TRY IT
Show, from the records below, all lines that contain the word "tank".

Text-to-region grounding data
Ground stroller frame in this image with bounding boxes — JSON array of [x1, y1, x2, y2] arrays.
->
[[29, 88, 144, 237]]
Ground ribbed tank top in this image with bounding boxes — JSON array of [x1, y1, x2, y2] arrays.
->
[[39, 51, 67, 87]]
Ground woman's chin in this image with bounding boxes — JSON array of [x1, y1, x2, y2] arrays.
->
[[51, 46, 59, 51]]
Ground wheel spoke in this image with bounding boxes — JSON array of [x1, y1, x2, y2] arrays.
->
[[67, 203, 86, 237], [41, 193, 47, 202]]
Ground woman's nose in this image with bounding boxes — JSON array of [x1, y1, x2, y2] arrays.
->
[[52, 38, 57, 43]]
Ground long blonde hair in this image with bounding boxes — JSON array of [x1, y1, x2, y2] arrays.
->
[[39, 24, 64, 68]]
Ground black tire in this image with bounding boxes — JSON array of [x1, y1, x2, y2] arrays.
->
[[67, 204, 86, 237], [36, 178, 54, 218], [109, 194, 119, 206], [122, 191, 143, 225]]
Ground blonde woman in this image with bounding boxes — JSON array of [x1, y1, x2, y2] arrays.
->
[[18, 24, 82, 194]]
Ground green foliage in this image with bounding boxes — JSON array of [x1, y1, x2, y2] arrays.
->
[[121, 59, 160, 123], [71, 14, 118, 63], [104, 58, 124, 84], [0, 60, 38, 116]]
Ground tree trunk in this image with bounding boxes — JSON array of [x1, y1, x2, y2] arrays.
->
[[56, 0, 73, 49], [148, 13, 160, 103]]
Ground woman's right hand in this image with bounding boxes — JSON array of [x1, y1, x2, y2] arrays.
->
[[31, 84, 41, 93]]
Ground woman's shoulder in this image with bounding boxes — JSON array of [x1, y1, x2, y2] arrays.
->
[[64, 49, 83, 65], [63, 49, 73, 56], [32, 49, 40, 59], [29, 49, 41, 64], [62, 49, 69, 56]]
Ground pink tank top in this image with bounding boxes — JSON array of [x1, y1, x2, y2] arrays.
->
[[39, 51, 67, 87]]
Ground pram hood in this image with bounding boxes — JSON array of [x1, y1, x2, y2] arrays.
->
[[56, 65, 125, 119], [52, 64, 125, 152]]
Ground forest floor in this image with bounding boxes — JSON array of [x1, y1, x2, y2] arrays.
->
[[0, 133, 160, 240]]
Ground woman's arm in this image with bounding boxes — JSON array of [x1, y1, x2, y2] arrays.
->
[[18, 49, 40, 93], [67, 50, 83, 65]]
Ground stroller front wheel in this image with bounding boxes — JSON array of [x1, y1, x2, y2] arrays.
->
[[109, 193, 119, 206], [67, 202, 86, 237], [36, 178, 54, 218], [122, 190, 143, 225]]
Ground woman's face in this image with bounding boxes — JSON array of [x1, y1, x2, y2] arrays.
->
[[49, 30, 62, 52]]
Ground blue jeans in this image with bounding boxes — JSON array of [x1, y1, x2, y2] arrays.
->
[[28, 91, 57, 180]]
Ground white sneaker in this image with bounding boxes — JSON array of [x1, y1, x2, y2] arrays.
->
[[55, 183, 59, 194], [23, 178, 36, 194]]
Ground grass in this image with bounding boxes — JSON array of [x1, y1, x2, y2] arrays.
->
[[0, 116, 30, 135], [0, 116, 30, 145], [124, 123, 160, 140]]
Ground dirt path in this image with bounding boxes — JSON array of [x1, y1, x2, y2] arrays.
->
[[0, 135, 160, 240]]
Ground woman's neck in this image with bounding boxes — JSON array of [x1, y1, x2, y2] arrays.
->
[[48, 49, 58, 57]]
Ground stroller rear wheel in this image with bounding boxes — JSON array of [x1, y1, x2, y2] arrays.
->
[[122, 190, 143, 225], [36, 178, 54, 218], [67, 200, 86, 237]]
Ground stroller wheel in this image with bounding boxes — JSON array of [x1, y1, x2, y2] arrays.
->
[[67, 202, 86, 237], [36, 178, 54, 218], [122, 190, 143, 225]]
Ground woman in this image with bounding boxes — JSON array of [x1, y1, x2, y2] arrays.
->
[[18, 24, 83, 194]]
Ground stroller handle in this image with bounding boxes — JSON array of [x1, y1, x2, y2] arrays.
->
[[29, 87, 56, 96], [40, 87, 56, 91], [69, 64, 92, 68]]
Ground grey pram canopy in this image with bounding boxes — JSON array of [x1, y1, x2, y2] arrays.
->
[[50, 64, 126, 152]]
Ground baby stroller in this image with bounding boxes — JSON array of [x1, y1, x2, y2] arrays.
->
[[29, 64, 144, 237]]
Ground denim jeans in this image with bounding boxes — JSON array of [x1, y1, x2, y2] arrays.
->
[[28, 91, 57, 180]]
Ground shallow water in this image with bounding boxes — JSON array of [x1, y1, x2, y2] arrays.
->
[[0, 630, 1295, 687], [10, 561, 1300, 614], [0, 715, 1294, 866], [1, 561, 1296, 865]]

RESPONSE TO THIS TASK
Ground ribbed tank top in this image with bounding boxes — JSON array of [x1, y1, x2, y2] arrays.
Ground pink tank top in this image with bounding boxes — JSON array of [x1, y1, x2, y2] arrays.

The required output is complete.